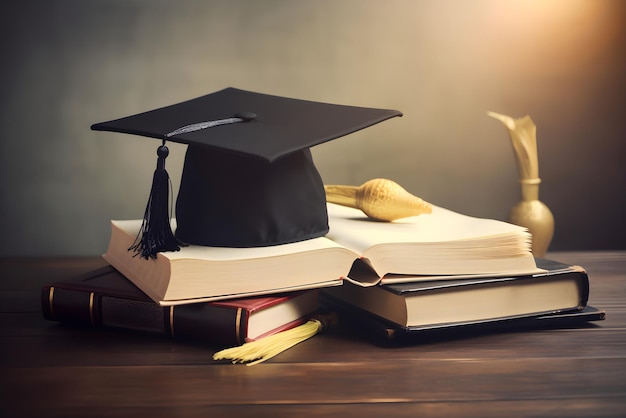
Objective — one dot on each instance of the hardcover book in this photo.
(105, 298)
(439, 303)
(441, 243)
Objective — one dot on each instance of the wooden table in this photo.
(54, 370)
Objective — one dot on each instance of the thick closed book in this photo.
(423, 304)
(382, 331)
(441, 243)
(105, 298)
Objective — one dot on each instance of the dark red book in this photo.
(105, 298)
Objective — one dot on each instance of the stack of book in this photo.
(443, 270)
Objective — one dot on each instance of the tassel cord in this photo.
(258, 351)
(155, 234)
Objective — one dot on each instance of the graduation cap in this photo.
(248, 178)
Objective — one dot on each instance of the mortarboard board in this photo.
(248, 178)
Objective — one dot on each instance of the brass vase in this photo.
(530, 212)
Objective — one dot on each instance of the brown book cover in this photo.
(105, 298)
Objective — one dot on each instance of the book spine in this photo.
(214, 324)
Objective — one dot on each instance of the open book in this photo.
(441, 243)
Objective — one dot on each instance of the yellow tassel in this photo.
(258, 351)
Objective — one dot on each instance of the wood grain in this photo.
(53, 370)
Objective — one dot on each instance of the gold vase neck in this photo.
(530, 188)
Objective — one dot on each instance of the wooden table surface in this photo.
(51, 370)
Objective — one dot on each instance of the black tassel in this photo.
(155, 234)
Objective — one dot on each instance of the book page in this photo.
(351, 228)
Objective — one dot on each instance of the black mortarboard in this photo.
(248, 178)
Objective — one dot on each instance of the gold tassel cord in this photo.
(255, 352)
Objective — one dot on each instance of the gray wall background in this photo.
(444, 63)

● ● ●

[Your objective]:
Copy out every item above word for word, without the pictures.

[The answer]:
Objective — one dot on each instance of the hardcover book in this photo.
(105, 298)
(439, 303)
(441, 243)
Objective — one dot on each instance of the wooden table in this photo.
(54, 370)
Objective — one dot on each instance of the thick closed book in this photo.
(423, 304)
(382, 331)
(441, 243)
(105, 298)
Objective — one dot on each instance of the dark red book in this photo.
(105, 298)
Objective — one dot on each instance of the stack of book in this photo.
(443, 270)
Objective — one dot on each instance of the tassel cord in this photo.
(258, 351)
(155, 234)
Objective — one dot on each instance of the graduation cap in this photo.
(248, 178)
Objective — one dot on each instance of the mortarboard board in this photo.
(248, 178)
Objective — one dot on each instance of the brass vase in this photo.
(530, 212)
Objective — one dot on each instance of the brown book cover in this photo.
(105, 298)
Objective — one dot on each instance of the book spine in this photo.
(214, 324)
Objective — one dot on each instance of the open book in this photo.
(441, 243)
Objective — one dot on each instance of the yellow tassel in this photo.
(258, 351)
Objective — one dot on each instance of the wood grain in this photo.
(53, 370)
Objective — one dot on each instance of the gold vase neck in this photo.
(530, 188)
Objective — one dot on each instance of the wooden table surface in this photo.
(51, 370)
Objective — one dot on each instance of the black tassel in this photo.
(155, 234)
Objective — one dot on each instance of the book page in this photo.
(351, 228)
Objective — one dot on each instance of the black mortarboard in this photo.
(248, 178)
Objective — one dot on each instance of the gold tassel cord in this photo.
(255, 352)
Objective — one dot on each instance of the gray wall background in this photo.
(444, 63)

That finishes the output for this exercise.